══ Supplied text ══
[ClusterLabs] Antw: [EXT] VIP monitor Timed Out

Klaus Wenninger kwenning at redhat.com
Mon Jul 5 03:13:30 EDT 2021


Using DHCP? Maybe a glitch/issue during renewal ... but elaborate
monitoring as suggested should show that ...

On Mon, Jul 5, 2021 at 9:03 AM Ulrich Windl <
Ulrich.Windl at rz.uni-regensburg.de> wrote:

> Hi!
>
> See "ip_served" and "find_interface" (essentially "$IP2UTIL -o -f $FAMILY
> addr
> show") in the RA.
> Basically it searches _all_ interfaces for $ipaddr/$netmask to locate the
> interface when it could also examine the interface and look at the address.
> For many interfaces it could make a difference performance-wise IMHO.
> Maybe so a periodic sampling how long the corresponding command takes for
> your
> setup.
> If it's not a timing issue, the interface may actually be gone
> temporarily, or
> the tools could have bugs.
>
> Regards,
> Ulrich
>
> >>> PASERO Florent <florent.pasero at externe.bnpparibas.com> schrieb am
> 01.07.2021 um
> 17:29 in Nachricht
> <
> PR0P264MB21394030D5C5120BB885E95DB4009 at PR0P264MB2139.FRAP264.PROD.OUTLOOK.COM
> >:
>
> > Hi,
> >
> > Once or twice a week, we have a 'Timed out' on our VIP:
> > ~$ pcs status
> > Cluster name: zbx_pprod_Web_Core
> > Cluster Summary:
> >   * Stack: corosync
> >   * Current DC: #####(version 2.0.5‑9.el8_4.1‑ba59be7122) ‑ partition
> with
> > quorum
> >   * Last updated: Mon Jun 28 16:32:09 2021
> >   * Last change:  Mon Jun 14 12:42:57 2021 by root via cibadmin on ######
> >   * 2 nodes configured
> >   * 2 resource instances configured
> >
> > Node List:
> >   * Online: [ ##### #####]
> >
> > Full List of Resources:
> >   * Resource Group: zbx_pprod_Web_Core:
> >     * VIP       (ocf::heartbeat:IPaddr2):        Started #####
> >     * ZabbixServer      (systemd:zabbix‑server):         Started ######
> >
> > Failed Resource Actions:
> >   * VIP_monitor_5000 on ##### 'error' (1): call=69, status='Timed Out',
> > exitreason='', last‑rc‑change='2021‑06‑24 14:41:57 +02:00', queued=0ms,
> exec=0ms
> >   * VIP_monitor_5000 on ##### 'error' (1): call=11, status='Timed Out',
> > exitreason='', last‑rc‑change='2021‑06‑17 14:18:20 +02:00', queued=0ms,
> exec=0ms
> >
> >
> > We have the same issue on two completely different clusters.
> >
> > We can see in the log :
> > Jun 24 14:41:29 ##### pacemaker‑execd     [1442069]
> (child_timeout_callback)
>
> >    warning: VIP_monitor_5000 process (PID 2752333) timed out
> > Jun 24 14:41:34 #####pacemaker‑execd     [1442069]
> (child_timeout_callback)
═══
══ Stored data ══
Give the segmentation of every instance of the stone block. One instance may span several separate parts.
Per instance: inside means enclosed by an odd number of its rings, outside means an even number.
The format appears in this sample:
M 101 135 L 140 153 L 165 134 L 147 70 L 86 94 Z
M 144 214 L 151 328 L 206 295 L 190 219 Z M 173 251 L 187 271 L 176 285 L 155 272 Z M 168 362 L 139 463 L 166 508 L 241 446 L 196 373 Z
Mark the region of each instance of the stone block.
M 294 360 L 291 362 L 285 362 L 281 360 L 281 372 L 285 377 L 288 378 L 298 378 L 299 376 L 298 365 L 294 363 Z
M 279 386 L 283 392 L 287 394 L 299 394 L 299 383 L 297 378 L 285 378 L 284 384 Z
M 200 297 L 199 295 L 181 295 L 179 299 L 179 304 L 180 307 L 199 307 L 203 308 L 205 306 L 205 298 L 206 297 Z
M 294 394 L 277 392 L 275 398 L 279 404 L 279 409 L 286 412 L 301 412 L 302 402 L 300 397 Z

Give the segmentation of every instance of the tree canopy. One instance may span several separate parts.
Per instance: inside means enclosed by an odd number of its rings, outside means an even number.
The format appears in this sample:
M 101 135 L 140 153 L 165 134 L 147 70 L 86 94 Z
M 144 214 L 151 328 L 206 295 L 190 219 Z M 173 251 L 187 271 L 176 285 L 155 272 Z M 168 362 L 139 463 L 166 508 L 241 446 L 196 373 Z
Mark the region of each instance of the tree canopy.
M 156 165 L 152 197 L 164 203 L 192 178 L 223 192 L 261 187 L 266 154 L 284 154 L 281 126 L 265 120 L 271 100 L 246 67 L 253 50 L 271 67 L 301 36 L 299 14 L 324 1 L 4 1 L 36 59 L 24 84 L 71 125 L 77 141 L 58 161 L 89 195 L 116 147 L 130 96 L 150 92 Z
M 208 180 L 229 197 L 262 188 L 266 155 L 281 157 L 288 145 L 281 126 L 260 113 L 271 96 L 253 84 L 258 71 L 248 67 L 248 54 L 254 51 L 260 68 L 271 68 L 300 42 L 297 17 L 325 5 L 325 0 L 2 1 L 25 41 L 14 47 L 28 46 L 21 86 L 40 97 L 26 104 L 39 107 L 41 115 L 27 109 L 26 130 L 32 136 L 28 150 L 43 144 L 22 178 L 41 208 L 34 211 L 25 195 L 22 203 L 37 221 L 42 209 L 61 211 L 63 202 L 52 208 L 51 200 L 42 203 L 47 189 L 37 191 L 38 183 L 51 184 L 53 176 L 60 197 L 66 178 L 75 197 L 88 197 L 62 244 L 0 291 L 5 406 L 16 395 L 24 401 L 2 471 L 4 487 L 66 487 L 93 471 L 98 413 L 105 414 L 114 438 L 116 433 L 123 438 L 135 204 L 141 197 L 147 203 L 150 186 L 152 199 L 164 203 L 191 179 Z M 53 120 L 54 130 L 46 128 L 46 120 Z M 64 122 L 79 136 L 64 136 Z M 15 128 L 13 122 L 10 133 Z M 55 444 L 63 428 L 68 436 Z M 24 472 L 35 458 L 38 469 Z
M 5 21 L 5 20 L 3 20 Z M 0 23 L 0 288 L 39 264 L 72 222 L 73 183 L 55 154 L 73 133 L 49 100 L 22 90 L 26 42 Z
═══
**Objective:** Do these statements agree with the VIP timeout thread? (a) The timeout on the VIP happens once or twice a week. (b) The problem shows up on only one cluster. (c) The cluster summary lists three nodes configured. Answer yes or no for each and quote the words of the thread that decide it. The records have no connection to the text.

**The reply:**
(a) Yes: "Once or twice a week, we have a 'Timed out' on our VIP"
(b) No: "We have the same issue on two completely different clusters."
(c) No: "2 nodes configured"